=== Text shown ===
####
Among the free morphemes there are auxiliary elements of analytical forms: verbal elements “do, be, have, will, shall, would, should, may, might” adverbial elements more, most, infinitive particle “to”, articles.
However, there is a tendency with some linguists to recognize as analytical not all such grammatically significant combinations, but only those that are grammatically idiomatic, i.e. whose relevant grammatical meaning is not immediately dependent on the meanings of their component elements taken apart. For example, the form of the verbal perfect where the auxiliary ‘have’ has completely lost its original meaning of possession, is the most standard analytical form in English morphology. But analytical degrees of comparison come very near to free combinations of words by their lack of idiomatism. But ‘beautiful-more beautiful-the most beautiful’ represent the same coordination of grammar meaning within the category as big-bigger-the biggest, so we have to use the approach of gradation of idiomatism here, because the demand of absolute idiomatism here is to strong and contradicts with logical structure.
####
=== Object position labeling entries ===

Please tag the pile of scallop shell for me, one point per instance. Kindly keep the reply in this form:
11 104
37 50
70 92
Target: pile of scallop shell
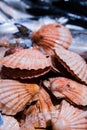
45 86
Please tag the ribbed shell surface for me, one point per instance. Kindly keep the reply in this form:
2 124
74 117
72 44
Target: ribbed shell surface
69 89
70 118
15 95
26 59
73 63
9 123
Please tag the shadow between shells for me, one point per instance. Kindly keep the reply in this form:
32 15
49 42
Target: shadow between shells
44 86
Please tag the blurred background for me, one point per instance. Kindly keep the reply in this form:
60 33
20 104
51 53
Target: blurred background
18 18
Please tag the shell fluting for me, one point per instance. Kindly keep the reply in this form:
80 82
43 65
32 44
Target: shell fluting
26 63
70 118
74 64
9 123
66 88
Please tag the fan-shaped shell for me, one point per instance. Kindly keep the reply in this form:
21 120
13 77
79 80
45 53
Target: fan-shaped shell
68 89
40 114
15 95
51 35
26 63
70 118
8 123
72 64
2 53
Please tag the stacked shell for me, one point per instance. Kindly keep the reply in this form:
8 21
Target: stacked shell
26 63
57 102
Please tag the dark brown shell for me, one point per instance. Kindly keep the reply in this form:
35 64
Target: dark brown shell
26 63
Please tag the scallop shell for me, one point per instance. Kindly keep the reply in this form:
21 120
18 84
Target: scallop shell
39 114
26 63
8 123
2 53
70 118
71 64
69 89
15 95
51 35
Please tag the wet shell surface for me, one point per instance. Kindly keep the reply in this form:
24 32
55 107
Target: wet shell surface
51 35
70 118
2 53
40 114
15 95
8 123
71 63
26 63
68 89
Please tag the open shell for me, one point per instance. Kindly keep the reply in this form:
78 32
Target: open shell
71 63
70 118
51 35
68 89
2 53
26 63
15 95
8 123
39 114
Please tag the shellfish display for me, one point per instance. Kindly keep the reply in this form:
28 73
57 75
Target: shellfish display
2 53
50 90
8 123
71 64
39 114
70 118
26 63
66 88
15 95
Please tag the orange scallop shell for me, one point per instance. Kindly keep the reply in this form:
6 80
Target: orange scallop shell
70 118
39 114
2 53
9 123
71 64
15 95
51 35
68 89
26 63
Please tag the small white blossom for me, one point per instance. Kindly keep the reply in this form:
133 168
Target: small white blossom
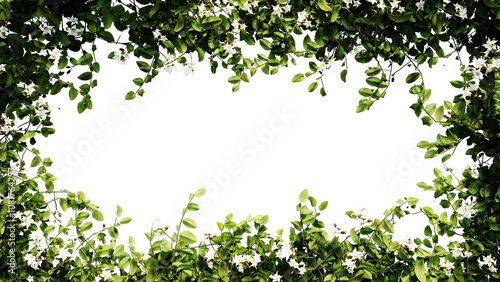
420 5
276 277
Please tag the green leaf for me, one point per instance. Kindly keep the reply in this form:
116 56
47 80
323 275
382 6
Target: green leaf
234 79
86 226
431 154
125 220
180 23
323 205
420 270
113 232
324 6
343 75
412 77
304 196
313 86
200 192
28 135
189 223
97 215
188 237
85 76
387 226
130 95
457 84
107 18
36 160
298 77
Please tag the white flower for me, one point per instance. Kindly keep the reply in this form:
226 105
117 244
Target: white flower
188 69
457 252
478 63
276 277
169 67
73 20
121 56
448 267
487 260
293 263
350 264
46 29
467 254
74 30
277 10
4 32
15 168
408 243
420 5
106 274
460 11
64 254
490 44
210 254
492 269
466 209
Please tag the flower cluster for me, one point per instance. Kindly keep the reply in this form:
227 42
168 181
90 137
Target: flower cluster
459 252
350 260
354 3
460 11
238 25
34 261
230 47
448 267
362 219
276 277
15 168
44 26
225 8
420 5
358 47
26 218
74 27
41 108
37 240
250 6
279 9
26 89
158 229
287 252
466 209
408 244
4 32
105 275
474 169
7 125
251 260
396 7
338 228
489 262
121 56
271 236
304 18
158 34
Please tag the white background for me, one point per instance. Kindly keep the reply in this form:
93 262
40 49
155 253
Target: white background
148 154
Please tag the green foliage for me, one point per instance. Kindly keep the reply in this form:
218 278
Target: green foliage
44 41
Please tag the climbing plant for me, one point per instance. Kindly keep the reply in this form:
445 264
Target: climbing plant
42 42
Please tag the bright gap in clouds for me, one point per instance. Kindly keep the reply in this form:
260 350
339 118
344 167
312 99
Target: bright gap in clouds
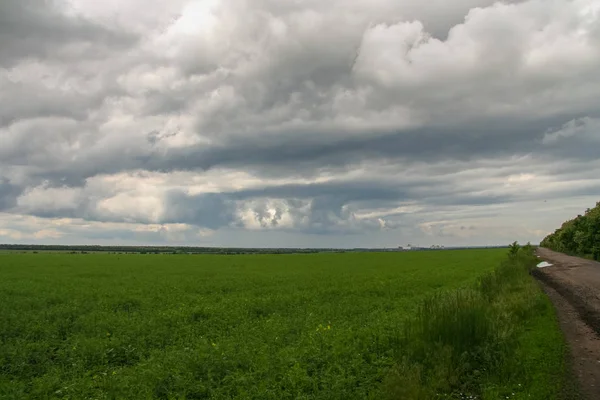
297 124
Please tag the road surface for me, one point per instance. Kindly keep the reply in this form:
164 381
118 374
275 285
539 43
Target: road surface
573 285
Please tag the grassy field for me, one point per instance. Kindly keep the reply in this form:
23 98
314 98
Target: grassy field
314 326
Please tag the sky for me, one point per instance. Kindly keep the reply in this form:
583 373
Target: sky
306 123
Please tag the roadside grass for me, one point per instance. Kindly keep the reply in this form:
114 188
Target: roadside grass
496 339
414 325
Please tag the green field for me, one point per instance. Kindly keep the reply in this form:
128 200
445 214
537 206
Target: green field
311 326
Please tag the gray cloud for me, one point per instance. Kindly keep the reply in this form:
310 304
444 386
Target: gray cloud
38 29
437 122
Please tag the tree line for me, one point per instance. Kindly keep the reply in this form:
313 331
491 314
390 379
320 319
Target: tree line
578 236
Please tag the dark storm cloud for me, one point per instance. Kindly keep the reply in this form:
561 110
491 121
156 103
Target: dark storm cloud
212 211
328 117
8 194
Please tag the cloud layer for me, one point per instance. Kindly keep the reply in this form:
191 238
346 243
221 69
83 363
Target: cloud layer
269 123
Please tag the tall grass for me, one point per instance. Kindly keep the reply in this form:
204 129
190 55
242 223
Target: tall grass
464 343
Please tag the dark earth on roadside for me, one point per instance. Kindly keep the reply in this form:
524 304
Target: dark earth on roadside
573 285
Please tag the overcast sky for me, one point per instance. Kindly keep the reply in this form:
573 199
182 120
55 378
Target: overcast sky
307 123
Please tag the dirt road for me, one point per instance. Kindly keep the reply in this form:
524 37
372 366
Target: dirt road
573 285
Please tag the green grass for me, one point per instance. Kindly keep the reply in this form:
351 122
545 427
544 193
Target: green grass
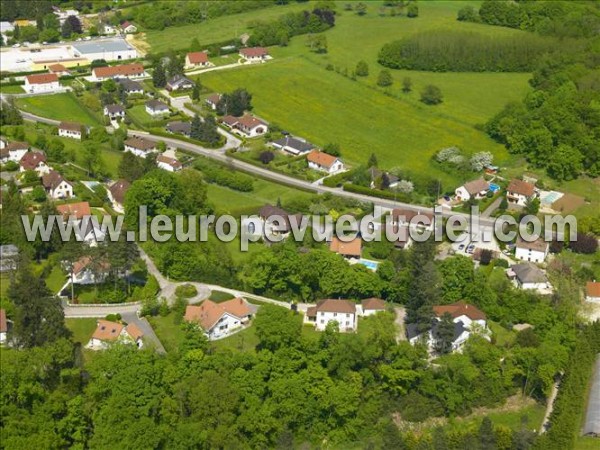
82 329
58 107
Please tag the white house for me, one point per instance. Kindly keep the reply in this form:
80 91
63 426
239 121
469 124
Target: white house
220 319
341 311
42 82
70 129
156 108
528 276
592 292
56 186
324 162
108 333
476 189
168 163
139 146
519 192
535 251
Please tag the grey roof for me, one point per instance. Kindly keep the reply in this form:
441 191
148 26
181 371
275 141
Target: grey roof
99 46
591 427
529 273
####
=== Short task 1 ===
Please answer these questions about the passage on analytical forms:
(a) What infinitive particle is listed among the auxiliary elements?
(b) In the verbal perfect, which auxiliary has lost its original meaning of possession?
(c) Which series is said to represent the same coordination of grammar meaning as "big-bigger-the biggest"?
=== Short task 2 ===
Proceed with the passage on analytical forms, continuing from where it stops.
The entries play no part in this work.

=== Exercise response 1 ===
(a) "to"
(b) "have"
(c) "beautiful-more beautiful-the most beautiful"

=== Exercise response 2 ===
To tell analytical forms from the phrases several criteria can be used:
- common grammatical meaning is a combination of all the components of the grammar form (auxiliary verb conveys paradigmatic meanings of, for example, number and person, but the general tense, voice and modal meaning is composed only of all the components put together. Each of the components doesn’t have information about the general meaning of the form (must have been sent);
- historically analytical forms originated from syntactic phrases, mainly from certain types of compound predicates. They became analytical forms only when their syntactic relations disappeared.
Syntactic relations with other words in the text are established only by the whole form, parts of it can’t have relations with other words: ‘was driving the car’, the car is an object to the whole of the verb form,’ had often remembered’.
What proves that English is an analytical language? If we compare the number of word-changing affixes with other, analytical means of word-changing in English, we will see, that the biggest part of the grammar forms are made with the help of auxiliary words (auxiliary and modal verbs, prepositions, particles, articles). In a syntactical language, like Russian, the number of auxiliary words is very small (будет, может, должен, более), as compared to a great number of inflections for declension, conjugation etc.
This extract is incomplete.